> _Belge bölümü_:
※ ※ ※

CHP'de fırtına öncesi sessizlik
İzmir CHP örgütünde fırtına öncesinin sessizliği hüküm sürerken, bir yandan da 2019 seçimlerinde milletvekilliği, belediye başkanlığı ve belediye meclis üyeliğinin düşlerini gören dostlarımız, baharın gelişini müjdeleyen kır çiçekleri gibi filizlenmeye başladı bile. Aday adaylığını düşünen bu dostlarımızın yüreklerinde gizlediği o aşkın sessiz çığlıklarını hissetmemek mümkün değil.
Aday adaylığı, siyasi partilerde hoşgörü kültürünün en güzel halidir. Vazgeçilmesi, engellenmesi mümkün olmayan bir tutkudur nedense. Bu tutku, hazan mevsiminde sararıp solan güz yaprakları gibi aday adaylarının kalplerini imkânsız bir aşkın sancısı gibi kıvrandırır, hüzünlendirir.
Aday adaylığı süreci, partililerin gönüllerinde yer almak için güzel bir fırsattır. Bu süreç, karşılıklı sevgi, saygı ve sıcak ilişkilerle bezenmelidir. Kin ve nefret tohumları ekerek, saçarak gönüllerde yer almak mümkün değildir.

※ ※ ※

> _Sağlanan veriler_:

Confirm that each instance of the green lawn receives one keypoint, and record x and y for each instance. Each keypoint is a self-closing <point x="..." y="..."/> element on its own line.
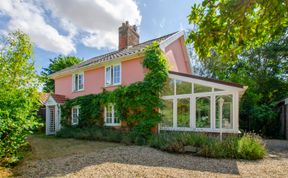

※ ※ ※

> _Verilen görev 1_: Belge bölümüne göre aday adaylığı, siyasi partilerde neyin en güzel halidir?
> _Verilen görev 2_: Lütfen belge bölümündeki "Aday adaylığı süreci, partililerin" ifadesinden "almak mümkün değildir." ifadesine kadar olan kısmı, bu son ifade de dahil olmak üzere, aynen kopyalayın.

> _Görevin çözümü 1_: Hoşgörü kültürünün.

> _Görevin çözümü 2_:
Aday adaylığı süreci, partililerin gönüllerinde yer almak için güzel bir fırsattır. Bu süreç, karşılıklı sevgi, saygı ve sıcak ilişkilerle bezenmelidir. Kin ve nefret tohumları ekerek, saçarak gönüllerde yer almak mümkün değildir.